EXCERPTED TEXT –
● ● ●

Staff Photo: John Bohn Stephanie H. Hsu, MD speaks on heat related illnesses as Gwinnett Medical Center and Gwinnett County Public Schools host a clinic for Gwinnett County public school coaches about heat and concussion issues with athletes. The event was held at the Gwinnett Center Theater on Saturday.
DULUTH -- With fall sports set to officially kick off practices in a little more than a week, Gwinnett County is being proactive to ensure all coaches are up to date with medical issues their athletes could face.
In conjunction with Gwinnett Medical Center, the school system provided a seminar for area coaches on a multitude of topics, including CPR, recognizing heat injuries and prevention, the impact of concussions, and an overview of state and federal laws as it relates to various medical issues.
"With all of the attention on concussions in sports and the heat-related incidents that have happened in Georgia over the last couple of years, our goal is to be proactive as we enter into the beginning of another exciting season of athletics," said Mike Emery, Director of Athletics, Student Activities and Community Schools for Gwinnett County Public Schools.

● ● ●

SOURCE DATA –
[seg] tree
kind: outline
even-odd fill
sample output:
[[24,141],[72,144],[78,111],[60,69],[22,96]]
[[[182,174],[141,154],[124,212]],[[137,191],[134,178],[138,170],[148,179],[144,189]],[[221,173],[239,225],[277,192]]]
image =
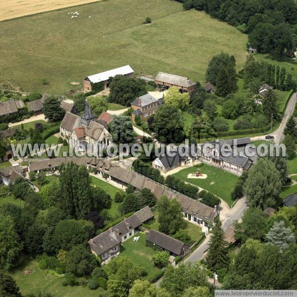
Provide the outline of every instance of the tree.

● ● ●

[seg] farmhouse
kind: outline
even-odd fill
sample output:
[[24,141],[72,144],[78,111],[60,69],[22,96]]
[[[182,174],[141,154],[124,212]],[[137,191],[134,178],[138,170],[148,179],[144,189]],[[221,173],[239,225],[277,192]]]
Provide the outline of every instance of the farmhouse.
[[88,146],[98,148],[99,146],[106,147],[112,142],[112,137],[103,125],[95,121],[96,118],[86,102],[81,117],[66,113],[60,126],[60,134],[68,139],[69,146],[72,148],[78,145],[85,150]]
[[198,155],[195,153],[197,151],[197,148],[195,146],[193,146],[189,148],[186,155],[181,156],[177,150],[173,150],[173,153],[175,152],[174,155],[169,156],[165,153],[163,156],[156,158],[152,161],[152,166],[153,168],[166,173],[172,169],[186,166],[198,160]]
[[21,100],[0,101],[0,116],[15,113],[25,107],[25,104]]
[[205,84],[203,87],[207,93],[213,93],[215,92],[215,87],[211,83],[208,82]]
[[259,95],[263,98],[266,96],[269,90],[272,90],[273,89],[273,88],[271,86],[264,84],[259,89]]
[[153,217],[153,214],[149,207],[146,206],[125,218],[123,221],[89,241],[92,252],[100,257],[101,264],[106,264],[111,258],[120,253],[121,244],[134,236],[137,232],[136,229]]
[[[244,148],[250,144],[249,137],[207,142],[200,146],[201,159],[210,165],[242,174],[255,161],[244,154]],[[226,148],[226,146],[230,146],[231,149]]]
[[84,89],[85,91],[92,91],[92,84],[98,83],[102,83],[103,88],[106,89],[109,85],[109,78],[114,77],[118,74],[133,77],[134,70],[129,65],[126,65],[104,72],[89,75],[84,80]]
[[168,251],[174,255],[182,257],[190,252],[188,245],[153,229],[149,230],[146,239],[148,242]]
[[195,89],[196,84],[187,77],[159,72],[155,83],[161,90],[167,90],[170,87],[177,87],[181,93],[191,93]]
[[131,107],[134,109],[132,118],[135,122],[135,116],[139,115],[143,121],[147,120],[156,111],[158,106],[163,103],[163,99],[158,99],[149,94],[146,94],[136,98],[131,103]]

● ● ●

Write out the entire article on the Gwinnett coaches' heat and concussion clinic, word for word.

OUTPUT –
Staff Photo: John Bohn Stephanie H. Hsu, MD speaks on heat related illnesses as Gwinnett Medical Center and Gwinnett County Public Schools host a clinic for Gwinnett County public school coaches about heat and concussion issues with athletes. The event was held at the Gwinnett Center Theater on Saturday.
DULUTH -- With fall sports set to officially kick off practices in a little more than a week, Gwinnett County is being proactive to ensure all coaches are up to date with medical issues their athletes could face.
In conjunction with Gwinnett Medical Center, the school system provided a seminar for area coaches on a multitude of topics, including CPR, recognizing heat injuries and prevention, the impact of concussions, and an overview of state and federal laws as it relates to various medical issues.
"With all of the attention on concussions in sports and the heat-related incidents that have happened in Georgia over the last couple of years, our goal is to be proactive as we enter into the beginning of another exciting season of athletics," said Mike Emery, Director of Athletics, Student Activities and Community Schools for Gwinnett County Public Schools.